== PROBLEM TO WORK ON ==
Below are the records; give again exactly the line with "point(21, 73)", the line with "point(24, 312)", and each line that lies between them, and nothing besides.

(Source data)
▽
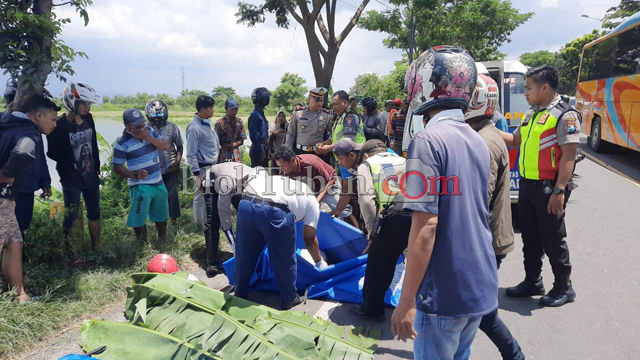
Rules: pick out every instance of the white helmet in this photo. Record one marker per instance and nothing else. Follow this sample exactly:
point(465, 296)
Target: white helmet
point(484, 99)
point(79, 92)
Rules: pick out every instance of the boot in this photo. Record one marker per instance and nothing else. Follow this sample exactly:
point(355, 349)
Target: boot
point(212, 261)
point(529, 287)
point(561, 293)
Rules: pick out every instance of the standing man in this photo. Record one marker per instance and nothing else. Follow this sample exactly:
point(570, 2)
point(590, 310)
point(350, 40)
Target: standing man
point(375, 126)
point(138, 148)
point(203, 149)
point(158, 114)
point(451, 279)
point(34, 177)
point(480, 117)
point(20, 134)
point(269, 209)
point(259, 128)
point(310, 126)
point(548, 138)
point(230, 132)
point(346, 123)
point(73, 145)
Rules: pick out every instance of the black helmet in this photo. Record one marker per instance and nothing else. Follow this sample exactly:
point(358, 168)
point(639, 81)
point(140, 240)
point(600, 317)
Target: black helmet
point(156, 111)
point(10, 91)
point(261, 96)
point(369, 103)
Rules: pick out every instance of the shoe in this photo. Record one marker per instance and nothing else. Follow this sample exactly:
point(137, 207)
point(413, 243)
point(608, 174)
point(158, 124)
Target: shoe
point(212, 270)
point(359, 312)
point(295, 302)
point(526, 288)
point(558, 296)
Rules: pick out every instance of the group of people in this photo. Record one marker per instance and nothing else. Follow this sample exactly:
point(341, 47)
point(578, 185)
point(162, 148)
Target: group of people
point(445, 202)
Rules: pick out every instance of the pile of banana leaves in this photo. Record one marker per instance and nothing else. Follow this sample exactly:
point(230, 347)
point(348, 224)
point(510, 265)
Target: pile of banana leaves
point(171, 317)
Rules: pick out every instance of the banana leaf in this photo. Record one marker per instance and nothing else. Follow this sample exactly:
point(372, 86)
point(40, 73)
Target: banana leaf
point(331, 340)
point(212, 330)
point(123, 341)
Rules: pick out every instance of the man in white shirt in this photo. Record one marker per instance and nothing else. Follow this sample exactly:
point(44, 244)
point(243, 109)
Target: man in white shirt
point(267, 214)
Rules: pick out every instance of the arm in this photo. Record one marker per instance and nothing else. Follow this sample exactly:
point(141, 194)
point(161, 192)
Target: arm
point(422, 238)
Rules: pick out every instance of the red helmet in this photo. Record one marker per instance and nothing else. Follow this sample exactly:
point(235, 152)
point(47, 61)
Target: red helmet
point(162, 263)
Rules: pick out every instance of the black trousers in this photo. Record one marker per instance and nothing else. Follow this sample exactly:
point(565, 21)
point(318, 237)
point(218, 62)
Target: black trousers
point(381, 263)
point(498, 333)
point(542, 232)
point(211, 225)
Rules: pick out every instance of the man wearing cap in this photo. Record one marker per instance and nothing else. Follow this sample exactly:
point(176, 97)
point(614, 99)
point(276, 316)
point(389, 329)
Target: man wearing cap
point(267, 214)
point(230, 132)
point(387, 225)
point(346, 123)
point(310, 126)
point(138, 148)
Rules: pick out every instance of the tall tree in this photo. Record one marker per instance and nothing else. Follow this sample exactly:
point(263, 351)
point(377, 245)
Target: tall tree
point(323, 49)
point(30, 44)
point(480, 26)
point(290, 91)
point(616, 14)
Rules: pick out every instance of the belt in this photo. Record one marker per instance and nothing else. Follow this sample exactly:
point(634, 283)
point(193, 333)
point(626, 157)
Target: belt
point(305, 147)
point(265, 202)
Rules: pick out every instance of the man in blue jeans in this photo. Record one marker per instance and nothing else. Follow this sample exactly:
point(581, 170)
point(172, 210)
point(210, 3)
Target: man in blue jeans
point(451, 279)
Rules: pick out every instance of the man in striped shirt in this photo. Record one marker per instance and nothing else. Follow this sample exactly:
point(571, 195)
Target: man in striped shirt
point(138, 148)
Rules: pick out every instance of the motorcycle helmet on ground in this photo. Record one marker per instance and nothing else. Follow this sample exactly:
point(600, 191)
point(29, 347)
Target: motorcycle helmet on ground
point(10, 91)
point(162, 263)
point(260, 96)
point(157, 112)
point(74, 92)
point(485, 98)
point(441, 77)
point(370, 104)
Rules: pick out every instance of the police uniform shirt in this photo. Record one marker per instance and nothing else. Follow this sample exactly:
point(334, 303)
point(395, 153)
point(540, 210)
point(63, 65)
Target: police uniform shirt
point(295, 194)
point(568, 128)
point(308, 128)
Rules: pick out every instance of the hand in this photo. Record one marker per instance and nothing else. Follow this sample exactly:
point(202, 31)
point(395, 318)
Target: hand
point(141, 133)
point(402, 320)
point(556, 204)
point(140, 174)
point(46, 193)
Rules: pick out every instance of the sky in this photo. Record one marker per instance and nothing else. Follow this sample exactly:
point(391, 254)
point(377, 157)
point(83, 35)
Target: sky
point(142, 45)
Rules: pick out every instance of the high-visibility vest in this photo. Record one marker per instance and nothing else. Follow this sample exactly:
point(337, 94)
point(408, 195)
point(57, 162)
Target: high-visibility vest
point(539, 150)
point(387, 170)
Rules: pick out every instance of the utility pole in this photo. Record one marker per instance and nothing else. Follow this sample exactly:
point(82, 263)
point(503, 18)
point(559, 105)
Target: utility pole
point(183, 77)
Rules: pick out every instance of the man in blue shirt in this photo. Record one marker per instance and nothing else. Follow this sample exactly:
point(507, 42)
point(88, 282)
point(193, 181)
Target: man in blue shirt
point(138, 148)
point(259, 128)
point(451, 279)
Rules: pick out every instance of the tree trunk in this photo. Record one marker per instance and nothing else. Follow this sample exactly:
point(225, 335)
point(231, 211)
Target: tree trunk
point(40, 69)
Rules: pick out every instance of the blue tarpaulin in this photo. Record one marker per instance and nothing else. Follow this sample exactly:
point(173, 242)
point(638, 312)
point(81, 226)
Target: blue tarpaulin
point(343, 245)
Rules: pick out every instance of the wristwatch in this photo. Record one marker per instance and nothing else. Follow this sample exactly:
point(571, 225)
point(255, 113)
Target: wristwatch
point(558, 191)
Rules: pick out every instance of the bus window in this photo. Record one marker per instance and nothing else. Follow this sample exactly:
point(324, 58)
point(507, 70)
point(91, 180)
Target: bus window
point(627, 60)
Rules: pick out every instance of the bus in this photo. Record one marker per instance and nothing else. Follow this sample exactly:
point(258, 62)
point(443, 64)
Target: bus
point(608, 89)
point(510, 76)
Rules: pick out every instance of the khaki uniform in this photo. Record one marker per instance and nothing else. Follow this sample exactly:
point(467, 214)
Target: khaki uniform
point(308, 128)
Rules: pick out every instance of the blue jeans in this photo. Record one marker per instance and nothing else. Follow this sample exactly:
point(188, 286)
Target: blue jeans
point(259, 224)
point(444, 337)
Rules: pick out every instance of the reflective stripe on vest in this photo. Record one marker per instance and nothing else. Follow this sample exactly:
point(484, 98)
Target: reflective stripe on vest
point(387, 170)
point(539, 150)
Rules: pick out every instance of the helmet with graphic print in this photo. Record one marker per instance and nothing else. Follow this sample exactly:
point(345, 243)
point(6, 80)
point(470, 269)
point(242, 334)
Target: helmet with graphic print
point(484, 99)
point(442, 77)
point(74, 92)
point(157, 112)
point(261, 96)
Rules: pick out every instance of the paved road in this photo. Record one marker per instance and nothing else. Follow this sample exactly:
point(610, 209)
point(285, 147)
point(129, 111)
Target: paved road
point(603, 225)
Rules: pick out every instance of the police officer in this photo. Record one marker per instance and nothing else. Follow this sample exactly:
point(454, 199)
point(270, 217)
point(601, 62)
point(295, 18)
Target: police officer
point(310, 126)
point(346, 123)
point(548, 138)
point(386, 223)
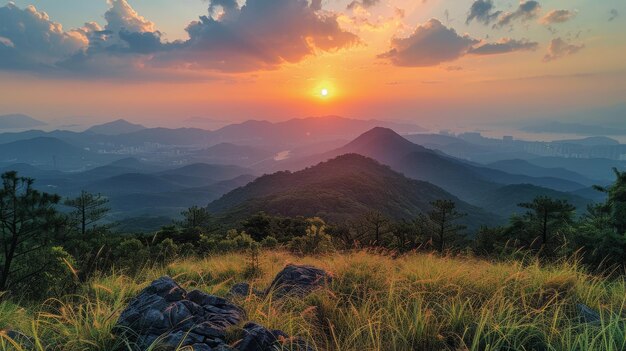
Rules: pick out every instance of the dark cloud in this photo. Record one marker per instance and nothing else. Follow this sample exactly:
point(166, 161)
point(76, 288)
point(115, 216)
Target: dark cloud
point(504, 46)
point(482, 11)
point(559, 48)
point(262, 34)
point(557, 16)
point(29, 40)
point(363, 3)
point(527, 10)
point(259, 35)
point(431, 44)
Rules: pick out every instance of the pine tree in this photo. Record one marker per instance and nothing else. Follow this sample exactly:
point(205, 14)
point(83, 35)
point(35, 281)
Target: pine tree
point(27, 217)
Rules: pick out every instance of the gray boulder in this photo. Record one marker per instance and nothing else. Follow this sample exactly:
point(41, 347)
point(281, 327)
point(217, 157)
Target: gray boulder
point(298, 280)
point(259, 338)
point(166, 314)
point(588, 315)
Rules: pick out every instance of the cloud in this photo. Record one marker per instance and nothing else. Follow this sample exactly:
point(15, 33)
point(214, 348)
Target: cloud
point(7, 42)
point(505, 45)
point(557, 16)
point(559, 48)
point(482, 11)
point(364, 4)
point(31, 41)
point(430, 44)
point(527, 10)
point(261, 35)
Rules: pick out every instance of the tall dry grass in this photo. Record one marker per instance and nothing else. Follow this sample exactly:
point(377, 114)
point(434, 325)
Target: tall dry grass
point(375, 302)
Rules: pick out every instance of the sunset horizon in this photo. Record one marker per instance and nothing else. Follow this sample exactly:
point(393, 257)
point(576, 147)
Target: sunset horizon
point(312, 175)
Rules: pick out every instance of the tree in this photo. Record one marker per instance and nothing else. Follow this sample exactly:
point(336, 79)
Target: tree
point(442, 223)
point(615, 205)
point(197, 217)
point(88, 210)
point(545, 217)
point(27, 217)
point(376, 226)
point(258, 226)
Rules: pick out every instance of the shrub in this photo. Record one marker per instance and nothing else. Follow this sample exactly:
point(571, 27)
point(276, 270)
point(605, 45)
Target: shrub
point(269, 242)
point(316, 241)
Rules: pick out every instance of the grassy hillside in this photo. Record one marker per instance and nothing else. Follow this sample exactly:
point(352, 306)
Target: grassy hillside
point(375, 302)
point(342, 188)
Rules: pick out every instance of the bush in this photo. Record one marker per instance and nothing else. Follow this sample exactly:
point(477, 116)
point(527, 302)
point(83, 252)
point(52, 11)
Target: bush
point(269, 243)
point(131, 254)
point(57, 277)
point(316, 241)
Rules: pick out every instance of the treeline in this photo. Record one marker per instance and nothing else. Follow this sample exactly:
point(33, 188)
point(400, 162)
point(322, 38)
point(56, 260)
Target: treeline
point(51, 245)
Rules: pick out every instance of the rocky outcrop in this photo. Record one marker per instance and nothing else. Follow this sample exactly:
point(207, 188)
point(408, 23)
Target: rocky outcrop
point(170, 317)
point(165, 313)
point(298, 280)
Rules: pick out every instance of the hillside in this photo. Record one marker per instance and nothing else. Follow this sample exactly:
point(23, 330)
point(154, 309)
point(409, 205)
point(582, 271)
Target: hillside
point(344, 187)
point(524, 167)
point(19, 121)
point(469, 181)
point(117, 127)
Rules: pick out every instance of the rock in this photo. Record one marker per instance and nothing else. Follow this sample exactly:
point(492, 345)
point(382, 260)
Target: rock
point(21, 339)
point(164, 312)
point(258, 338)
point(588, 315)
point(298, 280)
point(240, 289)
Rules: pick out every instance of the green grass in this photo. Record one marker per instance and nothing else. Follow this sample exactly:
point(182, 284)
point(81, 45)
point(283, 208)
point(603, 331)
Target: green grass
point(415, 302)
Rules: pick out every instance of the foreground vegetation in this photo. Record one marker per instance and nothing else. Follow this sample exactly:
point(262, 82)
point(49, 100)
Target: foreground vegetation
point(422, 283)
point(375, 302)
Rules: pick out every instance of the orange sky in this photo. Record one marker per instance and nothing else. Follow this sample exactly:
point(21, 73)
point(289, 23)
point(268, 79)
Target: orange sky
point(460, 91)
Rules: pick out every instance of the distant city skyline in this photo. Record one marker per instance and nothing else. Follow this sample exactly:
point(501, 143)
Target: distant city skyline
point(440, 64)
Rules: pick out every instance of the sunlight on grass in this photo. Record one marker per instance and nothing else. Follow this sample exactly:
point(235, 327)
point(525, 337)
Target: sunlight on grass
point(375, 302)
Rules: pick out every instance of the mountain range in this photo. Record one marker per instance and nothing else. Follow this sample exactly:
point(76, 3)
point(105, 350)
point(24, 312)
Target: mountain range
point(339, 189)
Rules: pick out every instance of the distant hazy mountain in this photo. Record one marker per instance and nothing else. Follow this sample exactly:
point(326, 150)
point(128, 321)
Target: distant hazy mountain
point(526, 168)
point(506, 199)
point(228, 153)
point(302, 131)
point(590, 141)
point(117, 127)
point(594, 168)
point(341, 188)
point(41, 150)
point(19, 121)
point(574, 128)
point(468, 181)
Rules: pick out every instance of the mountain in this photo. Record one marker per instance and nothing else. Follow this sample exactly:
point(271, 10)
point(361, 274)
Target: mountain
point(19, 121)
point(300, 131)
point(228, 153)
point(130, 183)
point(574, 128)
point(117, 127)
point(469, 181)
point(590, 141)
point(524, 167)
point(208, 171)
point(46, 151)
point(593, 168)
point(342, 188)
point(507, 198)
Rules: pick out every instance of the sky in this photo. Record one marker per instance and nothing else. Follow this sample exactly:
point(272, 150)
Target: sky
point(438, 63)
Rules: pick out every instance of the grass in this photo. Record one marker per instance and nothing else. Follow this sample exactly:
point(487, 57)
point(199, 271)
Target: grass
△
== SOLUTION TO THIS TASK ==
point(21, 73)
point(289, 23)
point(268, 79)
Target: orange sky
point(460, 91)
Rules: pick out every instance of the distant city skyline in this photo. Record one marker per instance and nothing else. Follow this sample exactly:
point(501, 143)
Target: distant city skyline
point(440, 64)
Rules: pick out every instance of the sunlight on grass in this photo. Record one marker per instance and nothing else. Follow this sample exactly:
point(235, 327)
point(525, 337)
Target: sunlight on grass
point(375, 302)
Rules: pick out every instance of the mountain range in this photo. Record one marker per instance and nothing else. Follow this sample exactly:
point(76, 3)
point(105, 350)
point(24, 312)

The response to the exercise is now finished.